─── DATA FOR ANALYSIS
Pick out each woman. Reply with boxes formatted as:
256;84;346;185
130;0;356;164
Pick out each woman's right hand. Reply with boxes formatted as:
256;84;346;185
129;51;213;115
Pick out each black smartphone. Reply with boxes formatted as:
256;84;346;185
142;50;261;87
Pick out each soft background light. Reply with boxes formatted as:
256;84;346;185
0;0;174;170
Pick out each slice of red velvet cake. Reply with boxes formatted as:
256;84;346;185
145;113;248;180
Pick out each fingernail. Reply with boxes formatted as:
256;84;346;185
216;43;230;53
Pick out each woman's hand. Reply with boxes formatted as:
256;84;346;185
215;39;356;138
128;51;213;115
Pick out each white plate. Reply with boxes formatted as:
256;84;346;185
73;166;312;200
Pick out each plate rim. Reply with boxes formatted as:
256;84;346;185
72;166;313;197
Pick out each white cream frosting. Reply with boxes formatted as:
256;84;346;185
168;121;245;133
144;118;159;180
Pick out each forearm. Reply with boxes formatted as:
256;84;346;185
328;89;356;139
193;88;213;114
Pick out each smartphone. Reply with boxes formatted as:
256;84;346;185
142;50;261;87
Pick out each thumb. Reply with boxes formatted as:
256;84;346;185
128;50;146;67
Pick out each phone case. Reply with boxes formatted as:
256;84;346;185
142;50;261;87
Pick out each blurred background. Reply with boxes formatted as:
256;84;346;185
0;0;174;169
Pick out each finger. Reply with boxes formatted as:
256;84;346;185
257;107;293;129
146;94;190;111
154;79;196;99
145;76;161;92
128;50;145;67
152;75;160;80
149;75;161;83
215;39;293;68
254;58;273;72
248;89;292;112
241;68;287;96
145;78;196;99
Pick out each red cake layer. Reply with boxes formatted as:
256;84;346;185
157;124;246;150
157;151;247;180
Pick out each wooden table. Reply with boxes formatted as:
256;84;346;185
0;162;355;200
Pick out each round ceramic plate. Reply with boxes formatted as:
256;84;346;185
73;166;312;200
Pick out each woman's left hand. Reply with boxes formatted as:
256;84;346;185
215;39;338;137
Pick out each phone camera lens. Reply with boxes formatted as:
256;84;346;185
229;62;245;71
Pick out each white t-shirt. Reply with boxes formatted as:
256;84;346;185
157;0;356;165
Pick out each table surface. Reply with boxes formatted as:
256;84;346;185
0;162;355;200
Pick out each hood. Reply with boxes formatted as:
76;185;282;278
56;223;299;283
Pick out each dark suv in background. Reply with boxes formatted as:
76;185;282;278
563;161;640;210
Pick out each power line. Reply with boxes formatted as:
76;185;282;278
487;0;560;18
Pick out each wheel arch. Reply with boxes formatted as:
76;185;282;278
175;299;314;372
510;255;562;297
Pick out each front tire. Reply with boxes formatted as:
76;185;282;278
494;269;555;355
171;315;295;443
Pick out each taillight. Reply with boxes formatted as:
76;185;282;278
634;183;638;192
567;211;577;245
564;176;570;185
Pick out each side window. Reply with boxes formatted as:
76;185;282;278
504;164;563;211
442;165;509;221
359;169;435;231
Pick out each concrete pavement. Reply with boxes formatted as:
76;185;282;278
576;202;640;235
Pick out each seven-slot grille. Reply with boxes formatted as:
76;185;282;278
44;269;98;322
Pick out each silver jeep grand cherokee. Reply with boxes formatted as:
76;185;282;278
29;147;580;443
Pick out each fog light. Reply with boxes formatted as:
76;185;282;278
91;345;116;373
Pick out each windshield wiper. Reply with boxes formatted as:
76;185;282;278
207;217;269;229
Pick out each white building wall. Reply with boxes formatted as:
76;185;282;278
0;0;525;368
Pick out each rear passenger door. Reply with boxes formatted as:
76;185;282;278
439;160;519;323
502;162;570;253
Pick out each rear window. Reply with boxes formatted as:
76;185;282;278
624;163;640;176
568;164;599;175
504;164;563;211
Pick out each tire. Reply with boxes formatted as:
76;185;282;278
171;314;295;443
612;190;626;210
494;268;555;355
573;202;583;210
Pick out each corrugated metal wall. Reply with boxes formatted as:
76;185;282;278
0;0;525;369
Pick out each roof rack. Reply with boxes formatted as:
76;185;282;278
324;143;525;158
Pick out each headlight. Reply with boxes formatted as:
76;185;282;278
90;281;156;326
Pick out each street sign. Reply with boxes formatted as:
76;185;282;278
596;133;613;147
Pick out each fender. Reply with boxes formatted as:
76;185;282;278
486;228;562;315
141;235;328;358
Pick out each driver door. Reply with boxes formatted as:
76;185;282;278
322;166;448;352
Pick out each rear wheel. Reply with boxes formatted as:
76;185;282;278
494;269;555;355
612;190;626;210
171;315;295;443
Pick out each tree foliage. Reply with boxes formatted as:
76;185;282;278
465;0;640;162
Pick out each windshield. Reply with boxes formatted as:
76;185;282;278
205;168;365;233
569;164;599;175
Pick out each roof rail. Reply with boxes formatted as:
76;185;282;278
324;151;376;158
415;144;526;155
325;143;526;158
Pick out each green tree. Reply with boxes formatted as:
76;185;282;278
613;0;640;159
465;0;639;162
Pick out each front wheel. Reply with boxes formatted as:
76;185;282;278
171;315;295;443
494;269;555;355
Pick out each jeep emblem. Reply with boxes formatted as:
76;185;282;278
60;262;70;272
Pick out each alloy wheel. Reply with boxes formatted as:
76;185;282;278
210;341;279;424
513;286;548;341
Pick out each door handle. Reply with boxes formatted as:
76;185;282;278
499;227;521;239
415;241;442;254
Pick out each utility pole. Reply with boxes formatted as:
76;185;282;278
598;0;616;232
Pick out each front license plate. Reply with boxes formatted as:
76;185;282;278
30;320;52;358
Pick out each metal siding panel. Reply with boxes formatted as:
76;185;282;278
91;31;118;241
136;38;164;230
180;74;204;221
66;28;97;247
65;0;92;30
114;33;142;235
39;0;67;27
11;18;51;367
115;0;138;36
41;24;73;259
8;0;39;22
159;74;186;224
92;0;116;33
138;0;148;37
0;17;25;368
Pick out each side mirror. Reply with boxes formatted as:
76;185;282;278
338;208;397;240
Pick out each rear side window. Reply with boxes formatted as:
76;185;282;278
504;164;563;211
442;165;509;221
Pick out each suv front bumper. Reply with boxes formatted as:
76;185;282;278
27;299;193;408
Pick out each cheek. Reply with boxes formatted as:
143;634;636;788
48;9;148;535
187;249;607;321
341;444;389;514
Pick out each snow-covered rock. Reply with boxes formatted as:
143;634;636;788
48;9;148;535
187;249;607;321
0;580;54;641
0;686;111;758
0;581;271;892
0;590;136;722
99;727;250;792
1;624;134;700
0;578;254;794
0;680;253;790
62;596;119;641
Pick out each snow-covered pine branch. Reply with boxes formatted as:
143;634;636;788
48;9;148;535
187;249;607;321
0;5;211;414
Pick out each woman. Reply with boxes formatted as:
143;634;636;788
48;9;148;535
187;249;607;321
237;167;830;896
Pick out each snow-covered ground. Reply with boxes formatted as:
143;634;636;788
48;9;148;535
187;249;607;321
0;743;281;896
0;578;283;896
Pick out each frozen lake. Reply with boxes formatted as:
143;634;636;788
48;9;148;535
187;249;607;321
──────
● **EXERCISE OBJECTIVE**:
The listing above is to be copied exactly, in full.

● **TASK OUTPUT**:
Pick out each woman. Reply with boxes formatted as:
256;84;346;185
130;0;356;164
Pick out each woman's right hand. Reply with boxes formatted as:
256;84;346;185
129;51;213;115
Pick out each black smartphone. Reply with boxes formatted as:
256;84;346;185
142;50;261;87
Pick out each soft background light. Reply with boxes formatted as:
256;84;346;185
0;0;174;170
Pick out each slice of red velvet cake. Reply with boxes formatted as:
256;84;346;185
145;113;248;180
Pick out each fingernail. Reply with boxes formatted as:
256;84;346;185
216;43;230;53
Pick out each woman's hand. Reply with boxes formatted as:
256;84;346;185
215;39;356;138
128;51;213;115
Pick out each white plate. Reply with boxes formatted as:
256;84;346;185
73;166;312;200
Pick out each plate rim. Reply with boxes formatted as:
256;84;346;185
72;166;313;197
Pick out each white cream frosting. Reply with boxes formatted as:
256;84;346;185
168;121;245;133
144;118;159;180
Pick out each forearm. Reply with boxes formatted as:
256;84;346;185
328;89;356;139
193;88;213;114
Pick out each smartphone. Reply with boxes formatted as:
256;84;346;185
142;50;261;87
Pick out each thumb. Reply with boxes formatted as:
256;84;346;185
128;50;146;67
Pick out each phone case. Reply with boxes formatted as:
256;84;346;185
142;50;261;87
Pick out each blurred background. Reply with boxes formatted as:
256;84;346;185
0;0;174;169
Pick out each finger. Reply with boxes formatted as:
256;84;346;185
257;107;293;129
146;94;190;111
154;79;196;99
145;76;161;92
128;50;145;67
152;75;160;80
149;75;161;83
215;39;293;68
254;58;273;72
248;89;292;112
241;68;287;96
145;78;196;99
Pick out each red cake layer. Reply with boxes formatted as:
256;84;346;185
157;124;246;150
157;151;247;180
Pick out each wooden table. Reply with boxes formatted as:
256;84;346;185
0;162;355;200
Pick out each round ceramic plate. Reply with boxes formatted as:
256;84;346;185
73;166;312;200
Pick out each woman's left hand. Reply with boxes formatted as:
256;84;346;185
215;39;338;137
Pick out each phone camera lens. Reply with boxes formatted as:
256;84;346;185
229;62;245;71
Pick out each white t-shirt. Reply with boxes formatted as:
256;84;346;185
157;0;356;165
Pick out each table surface. Reply with boxes formatted as:
256;84;346;185
0;162;355;200
Pick out each hood. Reply with boxes formatted as:
76;185;282;278
56;223;299;283
Pick out each dark suv in background. Reply with boxes formatted as:
76;185;282;278
563;161;640;210
Pick out each power line. Reply with boxes formatted as:
76;185;282;278
487;0;560;18
Pick out each wheel arch. Reply with boxes formatted as:
76;185;282;278
175;299;314;372
510;255;562;297
Pick out each front tire. Reply with boxes formatted as:
76;185;282;278
494;269;555;355
171;315;295;443
Pick out each taillight. Reply with boxes formatted as:
76;185;282;278
634;183;638;192
567;211;577;245
564;176;570;185
Pick out each side window. Reply with boxes formatted as:
76;185;282;278
504;164;563;211
442;165;509;221
359;169;435;231
Pick out each concrete pavement. Reply with boxes formatted as:
76;185;282;278
576;202;640;235
Pick out each seven-slot grille. Reply with boxes formatted as:
76;185;282;278
44;269;98;322
Pick out each silver jeep grand cherokee. Reply with boxes formatted as:
76;185;282;278
29;147;580;443
Pick out each fog light. Reply with boxes formatted as:
76;185;282;278
91;345;116;373
Pick out each windshield wiper. Reply with boxes formatted as:
76;185;282;278
207;217;269;229
Pick out each white building wall. Reply with boxes formatted as:
76;185;282;278
0;0;525;368
Pick out each rear passenger door. Reply with boxes formatted as:
76;185;282;278
439;160;519;323
502;162;570;253
Pick out each rear window. Reply with boxes formatted as:
76;185;282;278
624;163;640;176
568;164;599;175
504;164;563;211
Pick out each tire. Reply with boxes formatted as:
76;185;282;278
171;314;295;443
612;190;626;210
494;268;555;355
573;202;583;210
Pick out each corrugated metal wall. Reply with boxes formatted as:
76;185;282;278
0;0;525;369
Pick out each roof rack. Reply with boxes formatted as:
76;185;282;278
324;143;525;158
Pick out each headlight. Reply with boxes formatted as:
76;185;282;278
90;281;156;326
Pick out each street sign. Reply with boxes formatted as:
76;185;282;278
596;133;613;147
Pick out each fender. Reply with boxes formatted as:
76;185;282;278
486;228;562;315
141;235;328;358
Pick out each driver door. Reply with boxes formatted as:
76;185;282;278
322;166;448;352
Pick out each rear wheel. Reply with boxes formatted as:
76;185;282;278
494;269;555;355
612;190;626;210
171;315;295;443
Pick out each tree foliage. Reply with boxes formatted as:
76;185;282;278
465;0;640;162
Pick out each windshield. Reply with boxes formatted as:
76;185;282;278
205;168;365;233
569;164;599;175
Pick out each roof rail. Reply with boxes formatted as:
76;185;282;278
324;151;376;158
415;144;526;155
325;143;526;158
Pick out each green tree. Reply with boxes formatted as:
76;185;282;278
613;0;640;159
465;0;639;162
Pick out each front wheel. Reply with boxes formatted as:
76;185;282;278
171;315;295;443
494;269;555;355
Pick out each jeep emblem. Reply with boxes formatted as:
76;185;282;278
60;262;70;272
Pick out each alloy wheel. Reply with boxes formatted as:
76;185;282;278
210;341;279;424
513;286;548;341
Pick out each door handle. Reply with boxes formatted as:
76;185;282;278
499;227;521;239
415;241;442;254
Pick out each utility pole. Reply with boxes formatted as:
76;185;282;278
598;0;616;232
Pick out each front license plate. Reply with boxes formatted as:
76;185;282;278
30;320;52;358
Pick out each metal siding panel. Reply with boxes formatted as:
76;185;282;278
91;31;118;241
136;38;164;230
180;74;204;221
66;28;97;247
65;0;92;30
114;33;142;235
39;0;67;27
11;18;51;367
115;0;138;36
41;24;73;259
8;0;39;22
159;74;186;224
92;0;116;33
138;0;148;37
0;17;25;368
Pick out each side mirror. Reply with boxes formatted as:
76;185;282;278
338;208;397;240
Pick out each rear side window. Reply with boxes formatted as:
76;185;282;278
504;164;563;211
442;165;509;221
Pick out each suv front bumper. Reply with boxes formatted as:
76;185;282;278
27;299;193;408
Pick out each cheek. Reply with boxes formatted as:
143;634;636;788
48;9;148;535
187;249;607;321
341;444;389;514
Pick out each snow-covered rock. Reply with boxes formatted as:
143;634;636;788
48;9;148;535
187;249;607;321
0;580;54;641
0;686;111;758
0;581;271;892
0;590;136;722
99;727;250;792
1;624;134;700
0;578;254;794
0;680;253;790
62;596;119;641
Pick out each snow-covered pine branch. Reply with boxes formatted as:
143;634;636;788
48;9;148;535
187;249;607;321
0;5;211;414
Pick out each woman. Reply with boxes formatted as:
143;634;636;788
48;9;148;535
187;249;607;321
237;167;830;896
Pick out each snow-covered ground. Reply with boxes formatted as:
143;634;636;788
48;9;148;535
187;249;607;321
0;743;281;896
0;578;283;896
Pick out each frozen lake. Reply with boxes formatted as:
143;634;636;788
48;9;148;535
187;249;607;321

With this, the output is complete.